**Work request**
An exact copy of the data is needed, but without any of its images.

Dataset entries
* * * * * * * * *

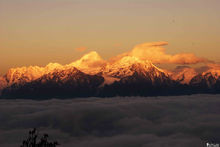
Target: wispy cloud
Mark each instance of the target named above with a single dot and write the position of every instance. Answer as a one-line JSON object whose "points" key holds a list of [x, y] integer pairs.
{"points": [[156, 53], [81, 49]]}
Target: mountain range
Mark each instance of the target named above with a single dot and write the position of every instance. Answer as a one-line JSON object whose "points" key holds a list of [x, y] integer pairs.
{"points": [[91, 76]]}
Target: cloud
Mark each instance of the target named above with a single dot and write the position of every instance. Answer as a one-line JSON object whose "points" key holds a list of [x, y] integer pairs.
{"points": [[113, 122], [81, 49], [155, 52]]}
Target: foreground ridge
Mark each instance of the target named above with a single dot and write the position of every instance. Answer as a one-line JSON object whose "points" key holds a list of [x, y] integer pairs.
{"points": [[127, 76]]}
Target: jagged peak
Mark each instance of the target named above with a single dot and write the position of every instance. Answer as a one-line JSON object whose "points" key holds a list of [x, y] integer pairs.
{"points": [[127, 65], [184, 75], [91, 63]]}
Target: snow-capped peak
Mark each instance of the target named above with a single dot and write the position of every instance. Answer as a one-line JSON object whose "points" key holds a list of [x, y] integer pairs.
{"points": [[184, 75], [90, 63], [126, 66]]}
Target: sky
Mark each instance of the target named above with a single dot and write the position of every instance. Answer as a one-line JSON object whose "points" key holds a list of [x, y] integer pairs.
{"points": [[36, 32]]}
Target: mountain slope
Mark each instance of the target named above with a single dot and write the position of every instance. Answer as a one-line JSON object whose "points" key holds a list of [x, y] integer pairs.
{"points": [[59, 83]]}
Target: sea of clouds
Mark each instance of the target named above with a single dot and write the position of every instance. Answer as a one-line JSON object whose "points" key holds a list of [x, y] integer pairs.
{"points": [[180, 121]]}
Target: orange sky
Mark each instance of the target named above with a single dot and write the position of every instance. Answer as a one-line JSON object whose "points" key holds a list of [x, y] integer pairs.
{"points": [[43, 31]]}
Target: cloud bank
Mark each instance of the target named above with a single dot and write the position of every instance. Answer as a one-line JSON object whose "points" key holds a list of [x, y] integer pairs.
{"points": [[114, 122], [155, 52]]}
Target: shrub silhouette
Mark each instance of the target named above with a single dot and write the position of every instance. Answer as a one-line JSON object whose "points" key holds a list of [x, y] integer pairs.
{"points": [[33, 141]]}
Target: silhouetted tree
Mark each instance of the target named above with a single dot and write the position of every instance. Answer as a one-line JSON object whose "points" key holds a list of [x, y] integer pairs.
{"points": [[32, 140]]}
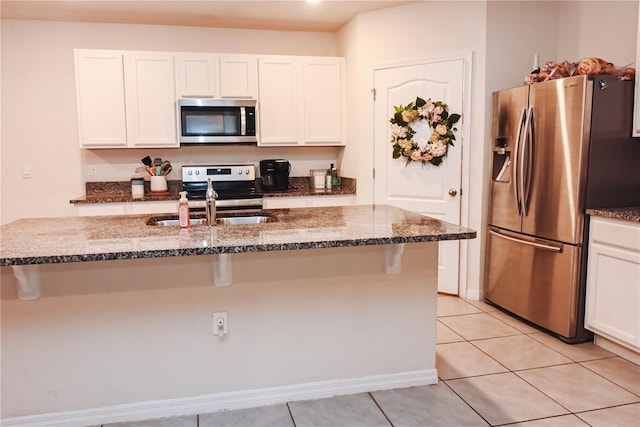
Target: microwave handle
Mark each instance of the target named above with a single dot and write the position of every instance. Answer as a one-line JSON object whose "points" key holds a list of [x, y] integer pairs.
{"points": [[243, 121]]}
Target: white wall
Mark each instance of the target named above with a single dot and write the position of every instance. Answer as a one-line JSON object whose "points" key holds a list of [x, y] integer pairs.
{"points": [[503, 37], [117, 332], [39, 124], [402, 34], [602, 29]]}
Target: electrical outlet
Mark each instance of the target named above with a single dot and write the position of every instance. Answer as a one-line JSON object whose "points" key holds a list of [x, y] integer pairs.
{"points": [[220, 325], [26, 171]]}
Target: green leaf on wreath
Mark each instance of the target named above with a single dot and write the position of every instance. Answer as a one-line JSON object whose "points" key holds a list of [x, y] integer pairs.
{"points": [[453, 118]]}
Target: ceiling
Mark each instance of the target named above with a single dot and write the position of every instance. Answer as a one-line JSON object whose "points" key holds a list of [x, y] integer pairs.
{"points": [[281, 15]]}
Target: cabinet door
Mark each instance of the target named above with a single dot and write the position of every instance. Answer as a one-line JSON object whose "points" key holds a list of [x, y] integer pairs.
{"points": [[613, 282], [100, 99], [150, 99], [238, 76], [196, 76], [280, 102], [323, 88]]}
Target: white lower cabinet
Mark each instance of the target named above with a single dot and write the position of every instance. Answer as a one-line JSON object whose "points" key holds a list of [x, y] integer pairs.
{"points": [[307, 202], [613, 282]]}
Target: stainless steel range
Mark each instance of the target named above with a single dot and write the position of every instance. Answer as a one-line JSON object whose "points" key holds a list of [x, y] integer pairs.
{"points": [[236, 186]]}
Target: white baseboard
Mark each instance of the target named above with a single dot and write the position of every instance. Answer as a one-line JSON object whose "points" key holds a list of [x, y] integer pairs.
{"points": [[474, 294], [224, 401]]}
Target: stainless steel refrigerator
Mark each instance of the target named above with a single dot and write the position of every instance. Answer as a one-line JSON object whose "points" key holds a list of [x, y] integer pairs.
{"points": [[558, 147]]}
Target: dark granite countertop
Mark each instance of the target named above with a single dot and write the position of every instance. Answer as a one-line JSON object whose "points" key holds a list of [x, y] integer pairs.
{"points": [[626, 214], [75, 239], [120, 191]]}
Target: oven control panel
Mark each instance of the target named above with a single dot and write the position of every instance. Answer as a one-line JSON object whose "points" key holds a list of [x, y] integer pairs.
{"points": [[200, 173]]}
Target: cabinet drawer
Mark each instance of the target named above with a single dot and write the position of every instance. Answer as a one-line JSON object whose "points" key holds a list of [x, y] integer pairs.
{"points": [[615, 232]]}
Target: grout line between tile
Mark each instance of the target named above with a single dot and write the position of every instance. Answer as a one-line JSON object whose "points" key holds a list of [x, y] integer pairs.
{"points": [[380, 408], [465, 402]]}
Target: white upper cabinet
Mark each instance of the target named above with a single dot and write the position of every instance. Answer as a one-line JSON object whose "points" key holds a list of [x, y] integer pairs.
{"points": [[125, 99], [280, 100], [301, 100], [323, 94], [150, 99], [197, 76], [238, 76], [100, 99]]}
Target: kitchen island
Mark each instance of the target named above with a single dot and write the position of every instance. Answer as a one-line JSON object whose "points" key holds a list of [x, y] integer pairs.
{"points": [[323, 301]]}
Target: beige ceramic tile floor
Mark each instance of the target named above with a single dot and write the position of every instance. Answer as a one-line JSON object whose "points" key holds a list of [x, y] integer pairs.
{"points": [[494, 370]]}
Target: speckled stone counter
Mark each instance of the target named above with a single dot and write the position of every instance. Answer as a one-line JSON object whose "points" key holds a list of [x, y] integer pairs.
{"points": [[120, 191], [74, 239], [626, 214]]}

* * * * * * * * *

**Solution to the exercise**
Target: wispy cloud
Mark each instance of the target named above with a single dot and write the position of every instance. Answer as a one-line JSON object whose "points" key holds a list of [x, y] integer pairs.
{"points": [[156, 53], [81, 49]]}
Target: mountain range
Mark each instance of the target named above with a single dot and write the position of every instance. Answer as a one-line JSON object whose "points" key holds a list of [x, y] integer pairs.
{"points": [[91, 76]]}
Target: cloud
Mark each instance of the target named above with a single dot and write the position of every instance. Answer as a one-line JSON object whose "points" key holds a list of [x, y] integer pairs.
{"points": [[113, 122], [81, 49], [155, 52]]}
Target: foreground ridge
Mark each instance of the target named above with a single dot and write the position of every instance. Answer as a one-line JSON object whose "points" key holds a list of [x, y] integer pairs.
{"points": [[127, 76]]}
Target: jagged peak
Mark each instance of the target named above with a single dot and write the position of every instance. Answer as a one-line JSON object whose "points" key holds a list of [x, y] integer pairs.
{"points": [[127, 65], [184, 75], [91, 63]]}
Target: snow-capped peak
Mark each instance of the target named above with a single dot and write the position of every instance. Answer as a one-line JSON object whose "points" key holds a list of [x, y] integer pairs.
{"points": [[184, 75], [90, 63], [126, 66]]}
Target: sky
Mark each instance of the target named above with a single dot and write the position of every instance. Answer as a one-line JSON object whose "points" key holds a list of [x, y] integer pairs.
{"points": [[36, 32]]}
Target: mountain slope
Mark each instance of the target named above with a single dot and write the position of every instance. Answer as a one-line JSON object whose "points" key holds a list of [x, y] integer pairs.
{"points": [[59, 83]]}
Target: sea of clouds
Mark each instance of the target named above with a single dot and write the position of every instance. Answer as a one-line JSON object whose "points" key holds a list of [x, y] integer pairs.
{"points": [[180, 121]]}
Target: orange sky
Mark each instance of the target named above with a single dot and write the position of every instance. Answer as a one-line JSON object whose "points" key holds a list of [x, y] integer pairs.
{"points": [[43, 31]]}
Target: cloud bank
Mark each instance of the target named above with a single dot and write the position of every instance. Answer as a one-line JSON object whose "points" key holds a list of [x, y] integer pairs.
{"points": [[114, 122], [155, 52]]}
Target: shrub silhouette
Mark each instance of the target named above with a single dot and write the position of every instance. Answer as a one-line JSON object whose "points" key holds a list of [x, y] integer pairs.
{"points": [[33, 141]]}
Target: silhouetted tree
Mark each instance of the target named above with a single dot and write the position of every instance. Answer as a one-line JSON object whose "points" key holds a list of [x, y] integer pairs.
{"points": [[32, 140]]}
Target: microwave handle
Mark each instance of the target named above with a single dot and write the position of every instance. Answer as a one-line JSON object whose "points" key holds a list of [x, y] integer pairs.
{"points": [[243, 121]]}
Target: white wall
Mark each instance of the target named above with a single dot and write the position of every instance. Answer as a one-line JSON object whose "points" key holds a list of [x, y] integer pairs.
{"points": [[503, 37], [117, 332], [39, 124], [402, 34], [602, 29]]}
Target: electrical outlet
Mark each instance of the target named above with a single dot and write the position of every instance. Answer as a one-line JSON object whose "points" key holds a list of [x, y] integer pairs.
{"points": [[220, 325], [26, 171]]}
Target: green leaf on wreath
Mark each instance of the target named above with a single dot and write the position of every instance. Answer as a one-line JSON object whose "points" key holds a list of [x, y] integer pairs.
{"points": [[453, 118]]}
Target: ceiling
Mark each instance of the target named above with a single dot and write the position of every instance. Answer as a one-line JSON object whose "points" key holds a list of [x, y] integer pairs.
{"points": [[281, 15]]}
Target: cabinet door
Mark each instance of the target named above with a single dot and write the position of every instance. Answer as a one-line JSON object whose "points" key holds a list of [x, y] integer pairs.
{"points": [[613, 282], [100, 99], [150, 99], [238, 76], [196, 76], [280, 102], [323, 88]]}
Target: white lower cabinet
Mark each instance of the target named above with a single dot and write the position of every instance. Answer as a one-line JSON object whose "points" key holds a list of [x, y] integer pairs.
{"points": [[307, 202], [613, 282]]}
Target: stainless steel range
Mark each instance of the target named above with a single dot and write the position of every instance. Answer as a one-line JSON object whose "points" key holds a list of [x, y] integer pairs.
{"points": [[236, 186]]}
Target: white baseboard
Mark each instance of the target named above with a single dot and write the position of every instance. Answer as a one-line JSON object whose "points" key holds a list of [x, y] integer pairs.
{"points": [[474, 294], [224, 401]]}
Target: stainless steel refrigerator
Mark each instance of the target named above with a single dot and write the position of every instance. Answer as a one-line JSON object whose "points" key holds a list of [x, y] integer pairs.
{"points": [[558, 147]]}
Target: dark granite countertop
Mark each instance of the target named above with a single dot and write the position of every instance. Answer as a one-line JSON object whose "points" key holds a list of [x, y] integer pairs.
{"points": [[626, 214], [75, 239], [120, 191]]}
Target: oven control panel
Mark each instance of the target named above with a single dot and write the position of every instance. Answer as a one-line JSON object whose "points" key holds a list of [x, y] integer pairs.
{"points": [[200, 173]]}
Target: cabinet drawer
Mark each instance of the target named above with a single dot and write the position of every instance. Answer as a one-line JSON object whose "points" key holds a list of [x, y] integer pairs.
{"points": [[615, 232]]}
Target: grout line between tile
Mark each instance of the target named above with a single dot and write the position of every instance. Answer as a one-line JSON object whose "points" key holds a list of [x, y] integer pairs.
{"points": [[380, 408], [465, 402]]}
Target: white upper cabinet
Mark each instance of the target named above with a single dot and write the position of every instance. Answer as a one-line JSON object whose "points" key holds a list of [x, y] integer pairs.
{"points": [[125, 99], [280, 100], [301, 100], [323, 94], [150, 99], [197, 76], [238, 76], [100, 99]]}
Target: kitchen island
Mark each instance of the target named above with a single dot and write the position of every instance. Answer as a one-line JSON object whose "points" key holds a list of [x, y] integer pairs.
{"points": [[323, 301]]}
Target: beige ceramic tile floor
Mark each instance of the target named above with a single dot and write the position of every instance. Answer as a one-line JSON object whose "points" key holds a list of [x, y] integer pairs.
{"points": [[494, 370]]}
Target: speckled stone counter
Mark each instance of the target named above with a single dot and write the position of every instance. Answer as a one-line JSON object whose "points" key holds a list of [x, y] integer pairs.
{"points": [[120, 191], [74, 239], [626, 214]]}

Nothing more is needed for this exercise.